ASSIGNMENT | Isolate every line in the data with the string "segment" and copy it.

EXTRACTED DATA |
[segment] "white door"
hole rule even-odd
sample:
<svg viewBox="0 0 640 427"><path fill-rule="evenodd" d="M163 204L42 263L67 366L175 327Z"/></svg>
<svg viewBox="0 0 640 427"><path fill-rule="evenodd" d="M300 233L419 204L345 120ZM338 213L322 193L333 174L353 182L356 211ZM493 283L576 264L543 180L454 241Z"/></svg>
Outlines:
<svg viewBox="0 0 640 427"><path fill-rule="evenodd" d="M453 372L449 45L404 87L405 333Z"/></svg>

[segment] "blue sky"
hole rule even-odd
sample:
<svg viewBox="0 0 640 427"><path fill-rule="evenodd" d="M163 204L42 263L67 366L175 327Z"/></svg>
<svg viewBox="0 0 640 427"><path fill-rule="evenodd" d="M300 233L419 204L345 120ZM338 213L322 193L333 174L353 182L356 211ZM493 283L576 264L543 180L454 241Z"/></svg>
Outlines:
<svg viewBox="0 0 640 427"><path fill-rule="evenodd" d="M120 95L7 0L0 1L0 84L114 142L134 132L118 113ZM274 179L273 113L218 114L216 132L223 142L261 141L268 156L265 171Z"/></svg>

* * *

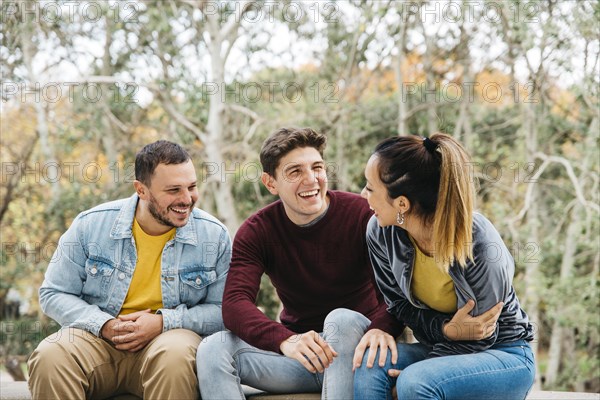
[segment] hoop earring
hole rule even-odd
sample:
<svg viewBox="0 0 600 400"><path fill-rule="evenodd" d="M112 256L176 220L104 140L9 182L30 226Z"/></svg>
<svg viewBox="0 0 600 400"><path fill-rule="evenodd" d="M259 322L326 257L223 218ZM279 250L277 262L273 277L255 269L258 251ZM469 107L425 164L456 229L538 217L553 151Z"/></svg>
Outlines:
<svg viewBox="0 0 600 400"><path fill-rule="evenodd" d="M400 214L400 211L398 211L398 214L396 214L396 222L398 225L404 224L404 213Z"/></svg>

SOLUTION |
[segment] "white door"
[segment] "blue sky"
[segment] hoop earring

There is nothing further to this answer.